| INSTRUCTIONS FOR THE TASK |
Update the entries below so that each occurrence of "paper lantern" reads "paper lamp" instead, with every other word left as it is.

| LISTED RECORDS |

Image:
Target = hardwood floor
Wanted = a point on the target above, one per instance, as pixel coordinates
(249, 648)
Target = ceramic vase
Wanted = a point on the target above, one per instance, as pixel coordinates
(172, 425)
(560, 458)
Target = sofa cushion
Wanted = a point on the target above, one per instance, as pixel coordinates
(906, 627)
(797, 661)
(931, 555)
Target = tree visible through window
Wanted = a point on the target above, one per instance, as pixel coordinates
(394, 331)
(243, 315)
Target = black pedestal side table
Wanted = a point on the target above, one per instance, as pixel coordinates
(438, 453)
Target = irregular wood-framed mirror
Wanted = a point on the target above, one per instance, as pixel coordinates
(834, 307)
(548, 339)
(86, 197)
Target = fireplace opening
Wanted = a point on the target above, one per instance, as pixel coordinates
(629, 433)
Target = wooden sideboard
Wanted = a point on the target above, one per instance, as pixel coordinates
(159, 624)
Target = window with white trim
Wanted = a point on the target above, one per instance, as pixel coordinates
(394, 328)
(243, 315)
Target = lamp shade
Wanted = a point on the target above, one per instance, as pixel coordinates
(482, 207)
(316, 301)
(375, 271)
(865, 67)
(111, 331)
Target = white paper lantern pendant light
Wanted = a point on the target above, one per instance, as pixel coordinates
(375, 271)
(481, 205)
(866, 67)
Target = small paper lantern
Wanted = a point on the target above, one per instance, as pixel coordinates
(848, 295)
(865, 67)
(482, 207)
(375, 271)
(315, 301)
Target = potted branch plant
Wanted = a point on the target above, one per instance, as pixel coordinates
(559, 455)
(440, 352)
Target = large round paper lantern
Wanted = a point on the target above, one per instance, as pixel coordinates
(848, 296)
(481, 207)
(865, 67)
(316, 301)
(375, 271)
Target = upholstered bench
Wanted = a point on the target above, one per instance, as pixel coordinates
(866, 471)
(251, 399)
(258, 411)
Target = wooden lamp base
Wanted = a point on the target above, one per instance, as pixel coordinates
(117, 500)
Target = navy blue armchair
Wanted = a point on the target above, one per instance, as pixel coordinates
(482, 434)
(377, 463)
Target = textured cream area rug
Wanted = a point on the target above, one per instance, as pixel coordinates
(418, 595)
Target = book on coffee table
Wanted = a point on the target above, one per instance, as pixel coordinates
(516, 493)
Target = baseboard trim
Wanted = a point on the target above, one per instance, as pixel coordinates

| ANSWER TO THE TASK |
Image:
Target = hardwood floor
Wanted = a point on the target above, one per instance, as pixel coordinates
(249, 648)
Target = ceramic vase
Wanted = a point on the target above, one per instance, as pixel coordinates
(172, 425)
(560, 458)
Target = sofa cushion
Wanted = a point on the target above, one per instance, as pixel coordinates
(906, 627)
(797, 661)
(931, 555)
Target = tree visible through window
Wanted = a point on the target above, one per instance, as pixel coordinates
(394, 331)
(243, 315)
Target = black pedestal side table
Wanted = a point on the target above, one per instance, as pixel coordinates
(438, 453)
Target = irregular wood-framed mirror
Wanted = a point on the target above, one per instance, as pixel coordinates
(834, 307)
(548, 339)
(86, 197)
Target = fireplace opening
Wanted = a point on the target above, one per instance, as pixel coordinates
(629, 433)
Target = wooden sideboard
Wanted = a point on the target above, one per instance, as pixel coordinates
(159, 624)
Target = window with white trim
Wanted = a point on the target above, one per instance, as pixel coordinates
(394, 328)
(243, 315)
Target = lamp shade
Wanted = a point on the target above, one per instance, as pixel coordinates
(482, 207)
(316, 301)
(375, 271)
(865, 67)
(111, 331)
Target = white paper lamp pendant light
Wanted = a point on the target above, one per instance, as pixel coordinates
(375, 271)
(481, 205)
(866, 67)
Target = small paper lamp
Wanted = a point on the target above, one per instance, as pixel coordinates
(848, 295)
(865, 67)
(482, 207)
(375, 271)
(315, 301)
Target = potted branch plant
Wanted = a point on the target above, one per instance, as pixel coordinates
(559, 455)
(440, 352)
Target = large round paper lamp
Wanted = a point on the target above, one per instance, as pixel coordinates
(848, 296)
(481, 207)
(865, 67)
(316, 301)
(375, 271)
Target = upholstered bench
Wanted = a point on the target above, one per instance, as pixel coordinates
(866, 471)
(251, 399)
(258, 411)
Target = wooden lamp base
Wanted = a point on the target above, one per instance, as pixel coordinates
(117, 500)
Target = navy blue armchair
Wanted = a point on the target above, one per instance, as pixel coordinates
(482, 434)
(377, 463)
Target = textured cream area rug
Wanted = a point on the target above, one per instance, as pixel coordinates
(418, 595)
Target = book on coffee table
Wanted = a point on the target above, one per instance, as pixel coordinates
(516, 493)
Target = baseboard trim
Wanted = a point on the target above, one per instance, as pixel coordinates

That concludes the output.